§ Dataset records
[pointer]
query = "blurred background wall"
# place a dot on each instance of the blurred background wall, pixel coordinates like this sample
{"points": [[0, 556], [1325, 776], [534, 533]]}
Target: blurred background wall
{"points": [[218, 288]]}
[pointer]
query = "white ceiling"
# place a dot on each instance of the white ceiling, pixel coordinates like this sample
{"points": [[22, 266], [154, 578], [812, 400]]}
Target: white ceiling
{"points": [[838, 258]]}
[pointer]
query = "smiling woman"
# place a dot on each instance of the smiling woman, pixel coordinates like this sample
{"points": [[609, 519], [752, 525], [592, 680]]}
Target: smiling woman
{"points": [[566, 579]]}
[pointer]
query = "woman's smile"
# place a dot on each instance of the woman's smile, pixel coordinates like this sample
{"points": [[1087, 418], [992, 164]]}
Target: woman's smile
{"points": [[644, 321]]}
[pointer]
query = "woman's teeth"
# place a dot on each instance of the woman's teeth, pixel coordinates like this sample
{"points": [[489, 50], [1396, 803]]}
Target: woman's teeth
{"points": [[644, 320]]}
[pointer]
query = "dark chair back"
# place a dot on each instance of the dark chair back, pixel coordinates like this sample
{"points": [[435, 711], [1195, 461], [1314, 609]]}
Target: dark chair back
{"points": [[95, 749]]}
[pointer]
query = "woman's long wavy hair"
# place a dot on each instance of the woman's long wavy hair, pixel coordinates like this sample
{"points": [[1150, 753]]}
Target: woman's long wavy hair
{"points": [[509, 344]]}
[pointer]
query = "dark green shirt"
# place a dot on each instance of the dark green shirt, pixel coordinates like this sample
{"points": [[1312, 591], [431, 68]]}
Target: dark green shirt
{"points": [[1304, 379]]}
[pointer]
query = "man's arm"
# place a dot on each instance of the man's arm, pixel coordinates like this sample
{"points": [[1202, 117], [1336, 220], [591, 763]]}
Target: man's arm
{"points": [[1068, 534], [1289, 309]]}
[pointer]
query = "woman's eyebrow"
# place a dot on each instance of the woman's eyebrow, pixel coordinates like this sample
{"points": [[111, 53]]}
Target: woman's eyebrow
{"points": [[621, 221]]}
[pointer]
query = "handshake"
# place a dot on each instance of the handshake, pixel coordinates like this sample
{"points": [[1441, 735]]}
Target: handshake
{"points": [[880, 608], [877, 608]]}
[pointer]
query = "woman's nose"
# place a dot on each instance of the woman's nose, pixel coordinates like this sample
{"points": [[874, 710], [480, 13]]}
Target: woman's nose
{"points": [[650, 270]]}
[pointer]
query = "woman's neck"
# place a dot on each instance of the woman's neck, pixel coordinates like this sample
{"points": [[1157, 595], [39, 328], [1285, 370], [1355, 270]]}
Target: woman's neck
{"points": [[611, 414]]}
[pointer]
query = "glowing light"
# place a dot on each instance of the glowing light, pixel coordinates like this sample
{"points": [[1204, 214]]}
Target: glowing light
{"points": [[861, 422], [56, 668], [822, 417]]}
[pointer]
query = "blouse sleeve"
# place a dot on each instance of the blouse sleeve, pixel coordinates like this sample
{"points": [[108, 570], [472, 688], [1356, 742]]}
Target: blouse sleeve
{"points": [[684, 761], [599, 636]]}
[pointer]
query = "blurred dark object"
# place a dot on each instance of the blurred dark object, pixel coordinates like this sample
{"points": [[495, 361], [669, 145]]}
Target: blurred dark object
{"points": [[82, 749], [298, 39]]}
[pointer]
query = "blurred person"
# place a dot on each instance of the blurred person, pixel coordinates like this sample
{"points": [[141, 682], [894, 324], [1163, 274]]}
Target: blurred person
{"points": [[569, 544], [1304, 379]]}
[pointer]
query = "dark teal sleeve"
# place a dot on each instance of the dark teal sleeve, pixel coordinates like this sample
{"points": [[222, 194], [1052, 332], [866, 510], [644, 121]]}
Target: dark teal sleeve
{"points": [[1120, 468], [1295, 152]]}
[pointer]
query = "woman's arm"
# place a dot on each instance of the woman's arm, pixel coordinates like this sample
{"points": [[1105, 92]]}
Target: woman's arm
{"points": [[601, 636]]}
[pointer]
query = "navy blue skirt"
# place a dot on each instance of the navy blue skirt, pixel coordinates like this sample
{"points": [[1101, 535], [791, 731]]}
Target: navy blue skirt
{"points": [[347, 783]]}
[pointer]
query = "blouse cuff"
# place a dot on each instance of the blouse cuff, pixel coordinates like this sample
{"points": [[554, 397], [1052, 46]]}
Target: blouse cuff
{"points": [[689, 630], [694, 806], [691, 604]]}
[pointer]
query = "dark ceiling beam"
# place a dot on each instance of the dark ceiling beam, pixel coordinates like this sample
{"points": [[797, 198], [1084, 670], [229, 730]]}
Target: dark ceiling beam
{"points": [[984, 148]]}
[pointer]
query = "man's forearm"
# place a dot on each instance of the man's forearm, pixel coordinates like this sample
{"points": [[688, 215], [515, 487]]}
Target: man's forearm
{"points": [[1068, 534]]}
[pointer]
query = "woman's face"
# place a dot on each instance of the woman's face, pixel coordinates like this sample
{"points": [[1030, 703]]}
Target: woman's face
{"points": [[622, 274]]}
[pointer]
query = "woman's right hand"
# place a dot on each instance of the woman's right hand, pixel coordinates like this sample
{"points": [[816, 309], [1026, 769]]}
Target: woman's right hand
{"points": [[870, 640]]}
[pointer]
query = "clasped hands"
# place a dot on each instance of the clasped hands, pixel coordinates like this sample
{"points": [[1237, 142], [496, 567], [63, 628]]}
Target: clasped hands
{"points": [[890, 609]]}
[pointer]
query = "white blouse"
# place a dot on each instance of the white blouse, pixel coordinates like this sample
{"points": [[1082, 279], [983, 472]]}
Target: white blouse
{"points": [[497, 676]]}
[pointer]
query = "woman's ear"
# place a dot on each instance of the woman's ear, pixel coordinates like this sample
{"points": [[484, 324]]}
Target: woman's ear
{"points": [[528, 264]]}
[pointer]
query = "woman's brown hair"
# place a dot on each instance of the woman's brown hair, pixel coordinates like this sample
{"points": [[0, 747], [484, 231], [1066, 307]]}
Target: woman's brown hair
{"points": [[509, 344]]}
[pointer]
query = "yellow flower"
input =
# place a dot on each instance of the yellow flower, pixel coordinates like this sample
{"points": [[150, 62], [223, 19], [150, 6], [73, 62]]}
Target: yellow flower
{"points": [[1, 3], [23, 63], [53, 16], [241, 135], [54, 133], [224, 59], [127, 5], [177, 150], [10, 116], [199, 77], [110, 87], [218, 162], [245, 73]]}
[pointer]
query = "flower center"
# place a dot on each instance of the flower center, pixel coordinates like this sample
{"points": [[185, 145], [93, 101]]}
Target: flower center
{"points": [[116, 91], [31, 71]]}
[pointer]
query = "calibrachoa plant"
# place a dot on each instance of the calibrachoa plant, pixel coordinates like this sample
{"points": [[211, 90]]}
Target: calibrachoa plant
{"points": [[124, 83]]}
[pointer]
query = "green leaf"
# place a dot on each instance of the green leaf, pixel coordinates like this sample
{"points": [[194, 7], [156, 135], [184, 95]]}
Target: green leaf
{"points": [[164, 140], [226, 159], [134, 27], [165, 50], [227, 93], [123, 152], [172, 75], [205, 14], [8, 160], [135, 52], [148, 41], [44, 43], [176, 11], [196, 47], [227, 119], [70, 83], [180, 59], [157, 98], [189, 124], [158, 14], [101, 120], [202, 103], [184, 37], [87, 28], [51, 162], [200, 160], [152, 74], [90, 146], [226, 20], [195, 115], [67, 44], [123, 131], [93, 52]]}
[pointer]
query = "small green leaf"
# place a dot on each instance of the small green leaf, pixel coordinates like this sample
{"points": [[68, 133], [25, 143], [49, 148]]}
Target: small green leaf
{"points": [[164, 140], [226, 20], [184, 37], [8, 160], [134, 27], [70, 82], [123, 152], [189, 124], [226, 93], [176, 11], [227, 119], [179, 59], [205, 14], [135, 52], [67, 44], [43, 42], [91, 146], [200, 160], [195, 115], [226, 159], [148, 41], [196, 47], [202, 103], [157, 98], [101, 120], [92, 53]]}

§ THE REQUEST
Show each line of the data above that contains the word "plant". Matches are case-sensitive.

§ ANSWER TO THIS EXERCISE
query = "calibrachoa plant"
# place a dot on each instance of the calibrachoa plant, pixel coordinates like this sample
Target: calibrachoa plant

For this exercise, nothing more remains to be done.